GIVEN EXERCISE 1
Copy, word for word, the stretch of the records from the line containing "QA pass: verify that each grass" through the line containing "781;965;820;1005", including both of those lines.

--*--

I'm actually mind blown that their are plot similarities.
 
I didn't mind the ending- this is essentially a "closed loop" time travel scenario. Very Calvinistic - everything was always going to play like this because "time can't be changed."
 
I think the problem that most people have with this film is that it feels like a sci-fi film with themes of love and faith tacked on, whereas it should be interpreted a film about love and faith in a sci-fi setting.

I mean, the entire movie is littered with plot points about this:

- The father/daughter relationship
- The professor/Cooper relationship (about believing her dad was alive)
- MM and AH's characters and motivations, especially about going home or going after Murphy's planet
- Also, AH disobeying and going after the data on the water planet
- The other guy on Endurance waiting for 23 years and losing/regaining hope
- Matt Damon's character's loss of faith
- TARS and CASE's infalliable faith (ie. taking commands without question)
- Cooper's son refusing to leave the house

I mean, I could go on and on about this. It's a really good movie, but it depends on how you interpret it.


edit: On further reflection, the themes behind the movie is analogous to Signs.
 
I know people are going to have a lot of issues with this movie (similar to the issues people had with Inception), but I loved it. I'm a sucker for high-concept sci-fi movies, even if they get into questionable scientific territory. Everything about this movie fascinated me, and I'm definitely gonna give it a couple more watchthroughs.

A couple kids walked put of the movie about 69 minutes before the end bitching about how boring it was. They missed a crazy third act.
 
Seems i'm the opposite to mostcpeople, as i wanted more space shit, and thought the first act was terrible. As an earlier commentor said, it feels like a movie with themes of love and family tacked on to make it accesible.
 
After credits real ending :

interstella-5555-spaceman.gif
 
Seems i'm the opposite to mostcpeople, as i wanted more space shit, and thought the first act was terrible. As an earlier commentor said, it feels like a movie with themes of love and family tacked on to make it accesible.

--*--

GIVEN EXERCISE 2
According to the movie discussion, how long before the end did a couple of kids walk out of the film?

--*--

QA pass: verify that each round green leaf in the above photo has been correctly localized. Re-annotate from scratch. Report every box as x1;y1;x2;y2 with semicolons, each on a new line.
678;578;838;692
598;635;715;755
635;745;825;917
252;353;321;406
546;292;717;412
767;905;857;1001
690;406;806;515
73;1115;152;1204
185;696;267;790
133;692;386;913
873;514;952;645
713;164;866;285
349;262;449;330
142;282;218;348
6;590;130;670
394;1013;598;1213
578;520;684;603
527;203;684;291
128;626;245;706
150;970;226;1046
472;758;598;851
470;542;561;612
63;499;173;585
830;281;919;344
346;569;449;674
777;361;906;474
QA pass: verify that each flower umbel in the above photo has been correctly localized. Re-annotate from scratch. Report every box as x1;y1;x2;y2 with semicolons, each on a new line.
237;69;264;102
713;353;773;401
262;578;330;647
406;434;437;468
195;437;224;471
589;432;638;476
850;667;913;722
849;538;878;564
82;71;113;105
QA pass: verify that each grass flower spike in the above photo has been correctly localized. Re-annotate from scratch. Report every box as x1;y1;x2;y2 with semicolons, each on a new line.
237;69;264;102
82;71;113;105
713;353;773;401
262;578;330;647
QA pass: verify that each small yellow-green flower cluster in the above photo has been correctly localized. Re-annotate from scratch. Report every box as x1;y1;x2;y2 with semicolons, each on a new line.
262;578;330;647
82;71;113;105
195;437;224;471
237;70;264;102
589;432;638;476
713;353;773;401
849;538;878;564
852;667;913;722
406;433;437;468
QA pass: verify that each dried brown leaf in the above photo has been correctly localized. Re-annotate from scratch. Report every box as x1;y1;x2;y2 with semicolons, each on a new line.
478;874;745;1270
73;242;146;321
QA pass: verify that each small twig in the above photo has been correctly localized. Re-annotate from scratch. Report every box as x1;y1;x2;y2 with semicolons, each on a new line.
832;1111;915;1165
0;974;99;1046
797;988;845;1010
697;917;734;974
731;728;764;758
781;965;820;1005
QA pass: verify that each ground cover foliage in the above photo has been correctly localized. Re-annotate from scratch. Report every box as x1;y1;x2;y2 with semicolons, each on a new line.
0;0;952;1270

--*--

CORRECT OUTPUT 1
QA pass: verify that each grass flower spike in the above photo has been correctly localized. Re-annotate from scratch. Report every box as x1;y1;x2;y2 with semicolons, each on a new line.
237;69;264;102
82;71;113;105
713;353;773;401
262;578;330;647
QA pass: verify that each small yellow-green flower cluster in the above photo has been correctly localized. Re-annotate from scratch. Report every box as x1;y1;x2;y2 with semicolons, each on a new line.
262;578;330;647
82;71;113;105
195;437;224;471
237;70;264;102
589;432;638;476
713;353;773;401
849;538;878;564
852;667;913;722
406;433;437;468
QA pass: verify that each dried brown leaf in the above photo has been correctly localized. Re-annotate from scratch. Report every box as x1;y1;x2;y2 with semicolons, each on a new line.
478;874;745;1270
73;242;146;321
QA pass: verify that each small twig in the above photo has been correctly localized. Re-annotate from scratch. Report every box as x1;y1;x2;y2 with semicolons, each on a new line.
832;1111;915;1165
0;974;99;1046
797;988;845;1010
697;917;734;974
731;728;764;758
781;965;820;1005

CORRECT OUTPUT 2
About 69 minutes before the end.